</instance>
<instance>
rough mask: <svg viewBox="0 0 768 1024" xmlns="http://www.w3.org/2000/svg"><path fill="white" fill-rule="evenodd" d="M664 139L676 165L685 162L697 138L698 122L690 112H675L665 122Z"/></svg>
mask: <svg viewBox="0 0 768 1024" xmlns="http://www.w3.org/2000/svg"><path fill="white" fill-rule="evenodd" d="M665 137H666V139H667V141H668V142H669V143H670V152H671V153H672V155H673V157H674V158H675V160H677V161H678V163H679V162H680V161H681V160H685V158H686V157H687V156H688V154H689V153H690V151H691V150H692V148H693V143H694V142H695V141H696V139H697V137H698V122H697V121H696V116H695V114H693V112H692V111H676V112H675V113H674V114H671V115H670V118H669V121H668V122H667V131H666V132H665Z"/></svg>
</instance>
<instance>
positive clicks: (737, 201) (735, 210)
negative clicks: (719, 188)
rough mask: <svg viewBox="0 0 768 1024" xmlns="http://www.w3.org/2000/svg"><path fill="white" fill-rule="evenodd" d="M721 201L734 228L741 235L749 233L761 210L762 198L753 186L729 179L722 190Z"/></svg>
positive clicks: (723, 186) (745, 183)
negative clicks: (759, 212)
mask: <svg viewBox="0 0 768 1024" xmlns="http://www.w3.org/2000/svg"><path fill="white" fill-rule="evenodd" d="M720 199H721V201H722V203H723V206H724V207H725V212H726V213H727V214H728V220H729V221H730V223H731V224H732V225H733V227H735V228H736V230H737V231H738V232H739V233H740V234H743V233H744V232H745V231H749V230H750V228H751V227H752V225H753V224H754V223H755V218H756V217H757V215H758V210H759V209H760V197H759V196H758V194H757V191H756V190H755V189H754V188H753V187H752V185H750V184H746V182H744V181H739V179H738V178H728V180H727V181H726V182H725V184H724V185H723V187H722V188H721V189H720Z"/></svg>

**What you need to do**
Retype the material above, character for character.

**Solution to the problem**
</instance>
<instance>
rough mask: <svg viewBox="0 0 768 1024" xmlns="http://www.w3.org/2000/svg"><path fill="white" fill-rule="evenodd" d="M664 139L676 165L685 162L697 138L698 122L690 112H675L665 122Z"/></svg>
mask: <svg viewBox="0 0 768 1024" xmlns="http://www.w3.org/2000/svg"><path fill="white" fill-rule="evenodd" d="M665 137H666V139H667V141H668V142H669V143H670V152H671V153H672V155H673V157H674V158H675V160H677V161H678V163H679V162H680V161H681V160H685V158H686V157H687V156H688V154H689V153H690V151H691V150H692V148H693V143H694V142H695V141H696V139H697V137H698V122H697V121H696V116H695V114H693V112H692V111H676V112H675V113H674V114H671V115H670V118H669V121H668V122H667V131H666V132H665Z"/></svg>
</instance>
<instance>
positive clicks: (737, 201) (735, 210)
negative clicks: (719, 188)
rough mask: <svg viewBox="0 0 768 1024" xmlns="http://www.w3.org/2000/svg"><path fill="white" fill-rule="evenodd" d="M721 201L734 228L741 235L749 233L761 210L762 198L753 186L729 179L722 190Z"/></svg>
positive clicks: (723, 186) (745, 183)
negative clicks: (759, 212)
mask: <svg viewBox="0 0 768 1024" xmlns="http://www.w3.org/2000/svg"><path fill="white" fill-rule="evenodd" d="M720 199H721V201H722V203H723V206H724V207H725V212H726V213H727V214H728V220H729V221H730V223H731V224H732V225H733V227H735V228H736V230H737V231H738V232H739V233H740V234H743V233H744V232H745V231H749V230H750V228H751V227H752V225H753V224H754V223H755V218H756V217H757V215H758V210H759V209H760V197H759V196H758V194H757V191H756V190H755V189H754V188H753V187H752V185H750V184H746V182H744V181H739V179H738V178H728V180H727V181H726V182H725V184H724V185H723V187H722V188H721V189H720Z"/></svg>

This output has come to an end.